_DATA SECTION_
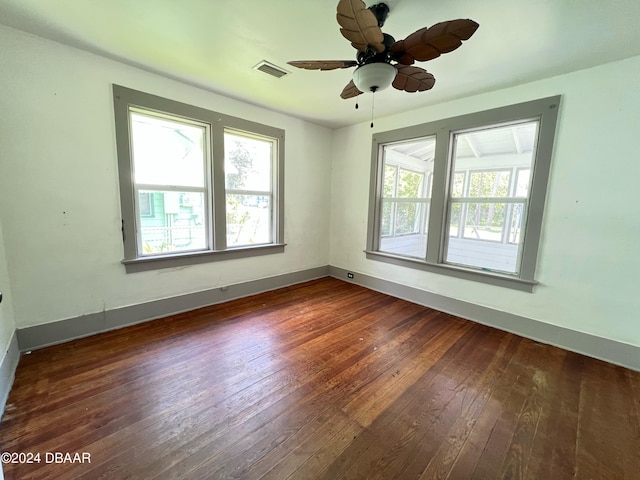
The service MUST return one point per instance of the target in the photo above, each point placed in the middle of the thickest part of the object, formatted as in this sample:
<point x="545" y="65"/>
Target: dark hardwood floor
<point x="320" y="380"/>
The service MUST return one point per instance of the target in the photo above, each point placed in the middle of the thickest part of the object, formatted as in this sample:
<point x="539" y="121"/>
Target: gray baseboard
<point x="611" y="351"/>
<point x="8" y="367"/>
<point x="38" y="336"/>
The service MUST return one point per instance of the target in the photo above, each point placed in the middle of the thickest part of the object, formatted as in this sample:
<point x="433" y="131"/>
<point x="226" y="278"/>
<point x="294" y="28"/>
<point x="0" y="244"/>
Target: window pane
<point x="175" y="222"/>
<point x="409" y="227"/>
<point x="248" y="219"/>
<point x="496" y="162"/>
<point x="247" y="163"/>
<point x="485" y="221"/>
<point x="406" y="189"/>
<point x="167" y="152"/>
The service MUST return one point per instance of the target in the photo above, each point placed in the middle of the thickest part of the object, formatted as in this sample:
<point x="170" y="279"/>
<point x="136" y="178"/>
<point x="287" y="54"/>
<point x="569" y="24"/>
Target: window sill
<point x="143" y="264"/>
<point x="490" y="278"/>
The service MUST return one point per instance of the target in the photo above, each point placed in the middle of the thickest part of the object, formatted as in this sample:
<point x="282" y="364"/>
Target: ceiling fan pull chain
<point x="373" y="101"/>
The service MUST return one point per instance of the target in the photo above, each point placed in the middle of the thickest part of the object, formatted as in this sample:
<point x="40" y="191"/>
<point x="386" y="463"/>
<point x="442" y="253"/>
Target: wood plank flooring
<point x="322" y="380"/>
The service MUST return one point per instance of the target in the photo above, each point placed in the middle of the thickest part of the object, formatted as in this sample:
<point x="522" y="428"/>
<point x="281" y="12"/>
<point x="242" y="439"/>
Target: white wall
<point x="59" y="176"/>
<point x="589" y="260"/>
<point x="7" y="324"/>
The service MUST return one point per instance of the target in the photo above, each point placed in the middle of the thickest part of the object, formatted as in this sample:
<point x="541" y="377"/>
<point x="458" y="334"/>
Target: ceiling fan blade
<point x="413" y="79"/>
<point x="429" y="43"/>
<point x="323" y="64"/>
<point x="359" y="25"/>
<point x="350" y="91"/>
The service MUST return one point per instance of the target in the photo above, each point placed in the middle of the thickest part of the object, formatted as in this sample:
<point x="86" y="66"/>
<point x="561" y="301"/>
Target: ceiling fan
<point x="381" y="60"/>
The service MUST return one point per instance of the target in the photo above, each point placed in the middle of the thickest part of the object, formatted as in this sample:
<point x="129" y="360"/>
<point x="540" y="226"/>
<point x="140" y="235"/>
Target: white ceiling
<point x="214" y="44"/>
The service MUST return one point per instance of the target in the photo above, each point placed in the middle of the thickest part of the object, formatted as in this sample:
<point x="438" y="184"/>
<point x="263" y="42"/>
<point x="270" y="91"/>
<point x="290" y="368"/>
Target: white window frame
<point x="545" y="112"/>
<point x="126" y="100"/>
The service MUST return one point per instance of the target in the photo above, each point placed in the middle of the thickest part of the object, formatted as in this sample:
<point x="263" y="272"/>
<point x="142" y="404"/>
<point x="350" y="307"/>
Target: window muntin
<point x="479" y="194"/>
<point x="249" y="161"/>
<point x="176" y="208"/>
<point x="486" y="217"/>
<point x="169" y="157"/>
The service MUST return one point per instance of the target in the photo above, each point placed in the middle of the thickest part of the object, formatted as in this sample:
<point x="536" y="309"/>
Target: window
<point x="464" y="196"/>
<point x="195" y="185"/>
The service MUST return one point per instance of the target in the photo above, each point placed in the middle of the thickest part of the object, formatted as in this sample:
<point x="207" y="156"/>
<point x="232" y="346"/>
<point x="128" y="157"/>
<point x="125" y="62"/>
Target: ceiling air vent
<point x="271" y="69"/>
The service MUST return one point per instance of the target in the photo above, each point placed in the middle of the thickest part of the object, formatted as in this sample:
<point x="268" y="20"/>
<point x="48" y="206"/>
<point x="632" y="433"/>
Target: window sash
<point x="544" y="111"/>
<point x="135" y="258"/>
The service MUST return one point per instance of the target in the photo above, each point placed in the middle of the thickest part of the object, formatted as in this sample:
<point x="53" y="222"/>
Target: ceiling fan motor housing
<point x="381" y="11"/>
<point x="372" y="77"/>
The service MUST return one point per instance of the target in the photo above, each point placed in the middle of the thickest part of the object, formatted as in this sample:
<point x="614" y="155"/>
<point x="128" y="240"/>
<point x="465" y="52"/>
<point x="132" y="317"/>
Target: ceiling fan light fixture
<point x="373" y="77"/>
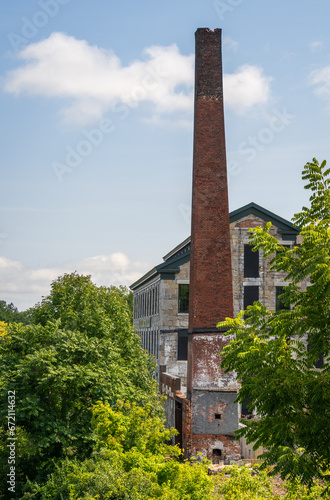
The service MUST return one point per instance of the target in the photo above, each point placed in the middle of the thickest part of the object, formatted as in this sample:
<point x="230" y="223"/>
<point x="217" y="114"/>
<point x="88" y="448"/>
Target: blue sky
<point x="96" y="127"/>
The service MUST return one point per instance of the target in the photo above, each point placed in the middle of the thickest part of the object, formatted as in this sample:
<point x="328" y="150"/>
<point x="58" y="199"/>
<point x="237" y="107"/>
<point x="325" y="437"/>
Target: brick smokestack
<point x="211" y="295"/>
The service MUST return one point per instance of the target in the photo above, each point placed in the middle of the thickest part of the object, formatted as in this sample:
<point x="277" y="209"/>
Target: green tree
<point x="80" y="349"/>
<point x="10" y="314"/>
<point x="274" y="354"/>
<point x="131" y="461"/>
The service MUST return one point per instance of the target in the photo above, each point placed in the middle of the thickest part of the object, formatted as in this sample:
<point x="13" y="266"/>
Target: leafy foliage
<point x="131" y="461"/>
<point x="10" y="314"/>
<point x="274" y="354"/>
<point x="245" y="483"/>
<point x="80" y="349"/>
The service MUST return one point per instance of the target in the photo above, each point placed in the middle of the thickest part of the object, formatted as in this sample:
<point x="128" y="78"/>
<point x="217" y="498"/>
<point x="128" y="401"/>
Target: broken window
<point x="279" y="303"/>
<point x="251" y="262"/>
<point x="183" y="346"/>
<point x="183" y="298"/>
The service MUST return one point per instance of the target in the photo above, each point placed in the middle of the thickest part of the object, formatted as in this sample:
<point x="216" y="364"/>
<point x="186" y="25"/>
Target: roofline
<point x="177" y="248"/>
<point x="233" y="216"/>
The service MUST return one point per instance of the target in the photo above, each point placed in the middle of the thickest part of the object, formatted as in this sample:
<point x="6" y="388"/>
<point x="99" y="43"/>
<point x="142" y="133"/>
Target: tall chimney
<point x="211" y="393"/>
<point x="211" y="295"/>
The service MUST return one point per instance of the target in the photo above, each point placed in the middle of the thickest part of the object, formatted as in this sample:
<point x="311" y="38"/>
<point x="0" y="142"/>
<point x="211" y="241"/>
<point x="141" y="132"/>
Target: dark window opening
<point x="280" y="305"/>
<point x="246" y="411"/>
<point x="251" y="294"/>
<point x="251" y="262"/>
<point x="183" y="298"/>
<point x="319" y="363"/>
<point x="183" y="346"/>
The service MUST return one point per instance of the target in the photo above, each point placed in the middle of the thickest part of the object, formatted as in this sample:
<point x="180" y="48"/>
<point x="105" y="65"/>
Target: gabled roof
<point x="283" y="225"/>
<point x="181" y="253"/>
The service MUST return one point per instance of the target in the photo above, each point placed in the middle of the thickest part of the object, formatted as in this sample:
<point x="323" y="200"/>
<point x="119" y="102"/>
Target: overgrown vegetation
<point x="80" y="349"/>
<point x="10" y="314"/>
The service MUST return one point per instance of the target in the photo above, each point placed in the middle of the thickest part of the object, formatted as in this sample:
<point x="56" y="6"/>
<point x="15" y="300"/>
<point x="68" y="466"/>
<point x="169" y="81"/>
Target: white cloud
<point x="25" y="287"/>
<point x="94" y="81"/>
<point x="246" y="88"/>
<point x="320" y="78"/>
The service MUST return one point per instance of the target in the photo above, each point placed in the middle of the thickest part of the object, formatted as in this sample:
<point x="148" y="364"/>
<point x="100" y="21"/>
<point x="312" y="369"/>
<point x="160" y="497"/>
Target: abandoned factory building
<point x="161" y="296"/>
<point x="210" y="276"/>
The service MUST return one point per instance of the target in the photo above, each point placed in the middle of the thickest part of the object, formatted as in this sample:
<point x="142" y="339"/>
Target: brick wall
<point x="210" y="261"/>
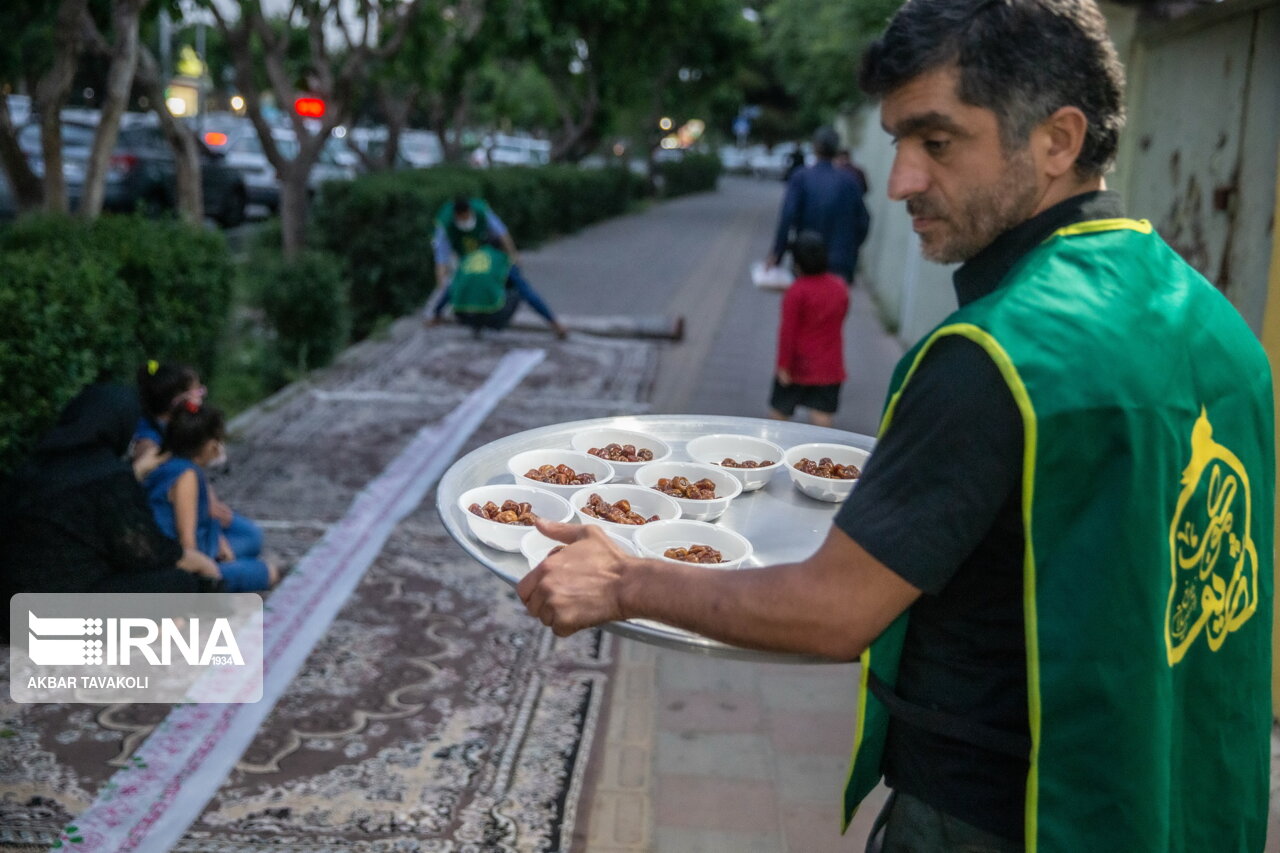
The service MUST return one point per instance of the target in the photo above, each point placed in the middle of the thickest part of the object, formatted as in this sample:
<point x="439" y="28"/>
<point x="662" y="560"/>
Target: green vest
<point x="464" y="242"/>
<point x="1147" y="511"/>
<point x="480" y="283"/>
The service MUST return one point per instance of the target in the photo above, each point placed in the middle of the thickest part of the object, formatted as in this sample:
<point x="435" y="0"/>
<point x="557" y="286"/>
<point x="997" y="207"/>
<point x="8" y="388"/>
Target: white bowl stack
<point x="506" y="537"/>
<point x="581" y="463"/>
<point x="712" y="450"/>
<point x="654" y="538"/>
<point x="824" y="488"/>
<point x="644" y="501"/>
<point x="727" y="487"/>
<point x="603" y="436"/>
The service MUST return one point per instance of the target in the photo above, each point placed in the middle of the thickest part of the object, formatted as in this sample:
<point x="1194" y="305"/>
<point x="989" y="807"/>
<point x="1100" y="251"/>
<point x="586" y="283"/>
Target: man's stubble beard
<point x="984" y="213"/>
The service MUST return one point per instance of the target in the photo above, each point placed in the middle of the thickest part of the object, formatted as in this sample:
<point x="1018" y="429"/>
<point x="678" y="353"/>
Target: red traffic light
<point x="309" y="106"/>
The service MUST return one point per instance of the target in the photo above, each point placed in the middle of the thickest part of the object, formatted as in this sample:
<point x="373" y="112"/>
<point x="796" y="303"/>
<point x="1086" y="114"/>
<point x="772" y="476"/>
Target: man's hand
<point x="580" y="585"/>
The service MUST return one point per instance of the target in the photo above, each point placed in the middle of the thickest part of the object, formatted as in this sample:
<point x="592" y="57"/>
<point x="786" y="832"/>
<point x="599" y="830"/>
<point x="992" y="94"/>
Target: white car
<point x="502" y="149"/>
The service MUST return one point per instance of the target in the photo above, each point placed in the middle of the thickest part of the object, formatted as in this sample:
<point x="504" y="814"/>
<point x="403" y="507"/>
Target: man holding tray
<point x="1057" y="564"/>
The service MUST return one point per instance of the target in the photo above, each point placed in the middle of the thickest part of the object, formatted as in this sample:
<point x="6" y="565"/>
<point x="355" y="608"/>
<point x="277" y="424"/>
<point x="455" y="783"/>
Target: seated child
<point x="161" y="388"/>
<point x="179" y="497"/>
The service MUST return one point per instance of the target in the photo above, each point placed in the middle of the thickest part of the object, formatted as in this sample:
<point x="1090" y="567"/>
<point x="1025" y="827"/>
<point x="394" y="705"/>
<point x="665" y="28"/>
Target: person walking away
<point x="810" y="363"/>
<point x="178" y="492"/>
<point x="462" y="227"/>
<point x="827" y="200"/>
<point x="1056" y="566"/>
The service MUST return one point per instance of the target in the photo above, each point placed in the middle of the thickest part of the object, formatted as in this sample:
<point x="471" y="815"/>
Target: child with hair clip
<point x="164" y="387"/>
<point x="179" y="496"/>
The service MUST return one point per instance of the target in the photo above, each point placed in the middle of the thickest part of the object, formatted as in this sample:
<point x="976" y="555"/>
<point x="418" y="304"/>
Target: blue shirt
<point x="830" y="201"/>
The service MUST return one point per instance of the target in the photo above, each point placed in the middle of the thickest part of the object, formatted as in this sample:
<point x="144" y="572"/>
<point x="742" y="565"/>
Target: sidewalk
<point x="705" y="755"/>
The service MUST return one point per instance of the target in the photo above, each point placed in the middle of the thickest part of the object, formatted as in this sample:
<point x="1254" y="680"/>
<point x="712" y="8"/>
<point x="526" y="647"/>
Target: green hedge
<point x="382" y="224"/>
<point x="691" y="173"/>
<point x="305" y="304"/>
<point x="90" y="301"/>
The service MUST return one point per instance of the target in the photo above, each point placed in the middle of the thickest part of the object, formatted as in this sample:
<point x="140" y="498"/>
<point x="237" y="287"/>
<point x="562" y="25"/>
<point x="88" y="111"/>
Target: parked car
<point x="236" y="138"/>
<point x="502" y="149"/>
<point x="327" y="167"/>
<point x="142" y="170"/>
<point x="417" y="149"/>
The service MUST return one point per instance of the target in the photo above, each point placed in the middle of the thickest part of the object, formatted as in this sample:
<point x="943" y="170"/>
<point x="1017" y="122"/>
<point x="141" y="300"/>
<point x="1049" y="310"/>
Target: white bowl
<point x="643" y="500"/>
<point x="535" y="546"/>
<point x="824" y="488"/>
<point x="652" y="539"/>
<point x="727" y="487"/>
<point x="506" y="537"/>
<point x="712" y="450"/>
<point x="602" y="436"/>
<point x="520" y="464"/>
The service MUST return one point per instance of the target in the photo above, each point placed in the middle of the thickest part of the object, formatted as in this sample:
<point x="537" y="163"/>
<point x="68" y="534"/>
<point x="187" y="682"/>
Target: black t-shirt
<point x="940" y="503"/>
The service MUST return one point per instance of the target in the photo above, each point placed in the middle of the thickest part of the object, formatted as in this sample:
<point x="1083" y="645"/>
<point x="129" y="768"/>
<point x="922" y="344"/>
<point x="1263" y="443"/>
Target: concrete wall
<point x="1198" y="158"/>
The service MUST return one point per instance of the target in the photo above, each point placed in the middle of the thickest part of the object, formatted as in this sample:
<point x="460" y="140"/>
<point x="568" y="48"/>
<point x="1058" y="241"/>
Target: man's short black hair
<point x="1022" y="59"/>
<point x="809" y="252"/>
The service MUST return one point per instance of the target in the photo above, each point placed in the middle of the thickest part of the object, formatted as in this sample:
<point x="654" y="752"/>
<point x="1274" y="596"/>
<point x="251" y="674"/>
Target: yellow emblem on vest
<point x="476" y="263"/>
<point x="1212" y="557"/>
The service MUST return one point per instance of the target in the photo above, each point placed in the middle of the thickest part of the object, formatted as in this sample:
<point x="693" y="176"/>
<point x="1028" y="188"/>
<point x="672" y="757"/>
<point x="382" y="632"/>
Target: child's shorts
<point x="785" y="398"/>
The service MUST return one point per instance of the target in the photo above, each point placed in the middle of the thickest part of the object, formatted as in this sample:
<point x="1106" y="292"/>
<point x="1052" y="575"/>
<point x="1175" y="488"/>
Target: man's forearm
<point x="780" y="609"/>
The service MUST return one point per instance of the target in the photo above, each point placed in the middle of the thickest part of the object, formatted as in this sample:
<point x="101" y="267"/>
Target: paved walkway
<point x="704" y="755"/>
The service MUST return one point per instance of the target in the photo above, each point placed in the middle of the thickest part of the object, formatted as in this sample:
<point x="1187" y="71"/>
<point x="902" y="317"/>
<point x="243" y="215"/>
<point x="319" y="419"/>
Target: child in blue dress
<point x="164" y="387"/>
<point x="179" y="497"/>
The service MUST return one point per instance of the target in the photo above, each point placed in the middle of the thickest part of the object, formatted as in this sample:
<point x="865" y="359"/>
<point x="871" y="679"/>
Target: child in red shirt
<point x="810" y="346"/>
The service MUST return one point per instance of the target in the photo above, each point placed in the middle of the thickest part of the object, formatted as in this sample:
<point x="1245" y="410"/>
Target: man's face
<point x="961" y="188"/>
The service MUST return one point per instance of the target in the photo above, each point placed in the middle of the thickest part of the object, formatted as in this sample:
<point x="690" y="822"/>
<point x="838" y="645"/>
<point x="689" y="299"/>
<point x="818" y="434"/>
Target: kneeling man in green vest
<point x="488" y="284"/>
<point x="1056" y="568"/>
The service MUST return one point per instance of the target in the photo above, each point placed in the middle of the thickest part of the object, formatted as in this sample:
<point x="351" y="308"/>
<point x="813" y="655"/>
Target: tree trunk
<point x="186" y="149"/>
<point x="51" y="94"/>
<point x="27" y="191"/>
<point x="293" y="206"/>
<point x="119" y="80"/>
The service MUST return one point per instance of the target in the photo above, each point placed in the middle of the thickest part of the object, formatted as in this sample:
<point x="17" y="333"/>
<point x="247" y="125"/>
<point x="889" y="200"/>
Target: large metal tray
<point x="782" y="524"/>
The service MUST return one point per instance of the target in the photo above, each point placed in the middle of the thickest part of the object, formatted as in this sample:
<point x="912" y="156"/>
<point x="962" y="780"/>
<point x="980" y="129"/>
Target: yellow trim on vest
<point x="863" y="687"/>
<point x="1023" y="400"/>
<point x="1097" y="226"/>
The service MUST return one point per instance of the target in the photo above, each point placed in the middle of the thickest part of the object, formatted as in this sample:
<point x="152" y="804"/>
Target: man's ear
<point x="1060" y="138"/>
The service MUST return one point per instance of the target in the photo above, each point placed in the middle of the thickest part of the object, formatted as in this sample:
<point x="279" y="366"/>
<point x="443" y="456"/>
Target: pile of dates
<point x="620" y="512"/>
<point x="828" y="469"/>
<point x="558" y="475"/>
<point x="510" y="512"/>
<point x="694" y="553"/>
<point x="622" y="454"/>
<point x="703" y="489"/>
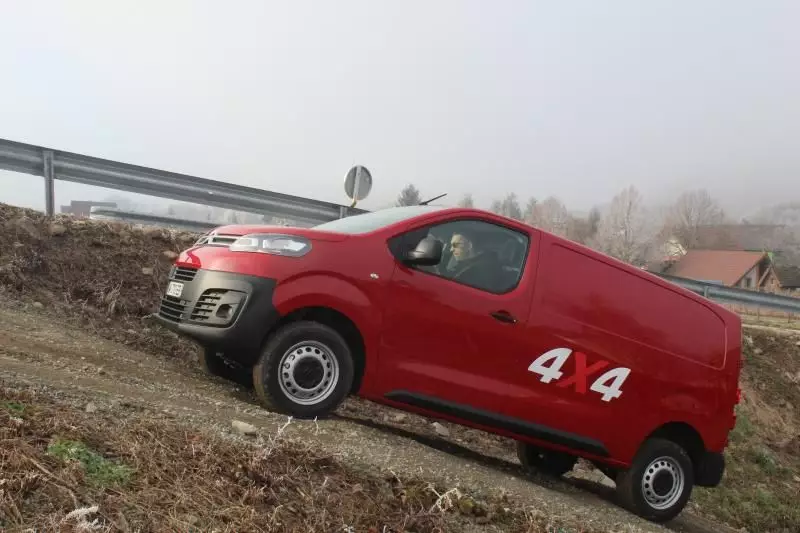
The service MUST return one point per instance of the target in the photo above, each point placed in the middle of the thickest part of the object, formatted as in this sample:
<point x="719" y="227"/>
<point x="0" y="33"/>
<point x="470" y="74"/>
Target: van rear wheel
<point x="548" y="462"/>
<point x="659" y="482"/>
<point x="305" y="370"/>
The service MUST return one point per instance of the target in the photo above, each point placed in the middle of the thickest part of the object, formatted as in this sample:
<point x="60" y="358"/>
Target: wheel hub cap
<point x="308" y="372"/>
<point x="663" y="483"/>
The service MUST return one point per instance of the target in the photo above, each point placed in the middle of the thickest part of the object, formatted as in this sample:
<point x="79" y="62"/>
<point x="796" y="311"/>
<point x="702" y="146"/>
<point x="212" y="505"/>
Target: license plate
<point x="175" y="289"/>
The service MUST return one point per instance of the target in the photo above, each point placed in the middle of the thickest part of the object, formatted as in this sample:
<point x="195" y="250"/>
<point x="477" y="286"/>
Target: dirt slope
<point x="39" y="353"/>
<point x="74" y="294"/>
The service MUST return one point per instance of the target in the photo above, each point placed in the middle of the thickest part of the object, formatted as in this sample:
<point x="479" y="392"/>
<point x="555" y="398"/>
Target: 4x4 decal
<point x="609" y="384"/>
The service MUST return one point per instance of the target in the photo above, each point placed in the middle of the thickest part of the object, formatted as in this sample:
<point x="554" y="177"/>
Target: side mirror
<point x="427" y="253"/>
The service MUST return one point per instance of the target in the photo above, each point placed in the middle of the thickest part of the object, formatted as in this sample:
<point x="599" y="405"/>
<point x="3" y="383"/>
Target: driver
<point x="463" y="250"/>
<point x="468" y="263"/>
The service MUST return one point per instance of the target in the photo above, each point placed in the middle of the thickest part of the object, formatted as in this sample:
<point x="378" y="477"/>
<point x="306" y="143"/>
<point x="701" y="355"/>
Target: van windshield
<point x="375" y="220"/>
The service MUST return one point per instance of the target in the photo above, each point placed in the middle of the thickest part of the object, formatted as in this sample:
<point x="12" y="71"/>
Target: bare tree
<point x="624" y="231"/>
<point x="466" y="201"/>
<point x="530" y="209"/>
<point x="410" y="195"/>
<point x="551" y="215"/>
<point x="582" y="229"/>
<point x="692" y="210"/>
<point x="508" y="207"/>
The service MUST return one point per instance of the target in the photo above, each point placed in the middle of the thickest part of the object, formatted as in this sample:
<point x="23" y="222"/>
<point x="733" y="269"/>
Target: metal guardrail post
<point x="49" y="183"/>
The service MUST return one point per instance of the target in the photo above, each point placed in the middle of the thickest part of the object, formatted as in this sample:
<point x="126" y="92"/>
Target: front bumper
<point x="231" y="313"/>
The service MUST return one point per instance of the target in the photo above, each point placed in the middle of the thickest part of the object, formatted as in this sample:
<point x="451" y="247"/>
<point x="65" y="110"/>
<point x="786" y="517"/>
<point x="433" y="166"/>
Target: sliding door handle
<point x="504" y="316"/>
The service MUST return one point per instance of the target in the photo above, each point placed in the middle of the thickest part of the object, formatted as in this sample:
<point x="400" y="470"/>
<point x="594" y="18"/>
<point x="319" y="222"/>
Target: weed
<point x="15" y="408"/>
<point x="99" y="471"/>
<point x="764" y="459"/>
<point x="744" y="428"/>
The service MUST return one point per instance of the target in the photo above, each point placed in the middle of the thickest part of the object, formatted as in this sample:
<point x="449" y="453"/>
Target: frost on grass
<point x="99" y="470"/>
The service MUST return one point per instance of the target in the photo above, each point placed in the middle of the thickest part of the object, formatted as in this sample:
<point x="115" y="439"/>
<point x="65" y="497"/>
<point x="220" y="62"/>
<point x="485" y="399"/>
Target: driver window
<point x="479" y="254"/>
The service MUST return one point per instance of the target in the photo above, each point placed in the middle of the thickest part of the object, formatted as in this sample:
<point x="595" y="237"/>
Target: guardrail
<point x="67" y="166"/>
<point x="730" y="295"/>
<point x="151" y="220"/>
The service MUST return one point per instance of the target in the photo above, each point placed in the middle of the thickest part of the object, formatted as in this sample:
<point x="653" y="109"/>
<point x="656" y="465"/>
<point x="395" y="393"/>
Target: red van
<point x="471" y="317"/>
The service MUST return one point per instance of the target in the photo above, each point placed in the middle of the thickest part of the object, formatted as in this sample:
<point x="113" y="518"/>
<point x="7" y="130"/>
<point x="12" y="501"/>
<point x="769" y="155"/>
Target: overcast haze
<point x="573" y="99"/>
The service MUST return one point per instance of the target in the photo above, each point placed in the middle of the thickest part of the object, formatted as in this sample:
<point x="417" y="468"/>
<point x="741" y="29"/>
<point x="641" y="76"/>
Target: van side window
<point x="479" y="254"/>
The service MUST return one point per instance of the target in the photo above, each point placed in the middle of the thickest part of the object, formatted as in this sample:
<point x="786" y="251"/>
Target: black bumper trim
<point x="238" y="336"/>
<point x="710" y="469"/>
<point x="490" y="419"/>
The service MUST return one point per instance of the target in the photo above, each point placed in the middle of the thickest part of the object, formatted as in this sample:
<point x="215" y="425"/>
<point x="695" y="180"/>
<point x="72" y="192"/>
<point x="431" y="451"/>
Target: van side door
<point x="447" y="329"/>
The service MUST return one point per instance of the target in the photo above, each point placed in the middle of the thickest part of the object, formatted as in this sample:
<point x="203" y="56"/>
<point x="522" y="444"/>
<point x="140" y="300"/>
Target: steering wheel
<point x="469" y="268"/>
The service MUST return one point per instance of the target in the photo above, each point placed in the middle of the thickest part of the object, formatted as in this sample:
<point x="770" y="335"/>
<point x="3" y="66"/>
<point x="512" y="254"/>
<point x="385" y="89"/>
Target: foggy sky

_WORK TO BE COMPLETED_
Report every line of the data above that contains the string "dark", and treat uppercase and lowercase as different.

_EXERCISE ANSWER_
Target: dark hardwood floor
Target: dark window opening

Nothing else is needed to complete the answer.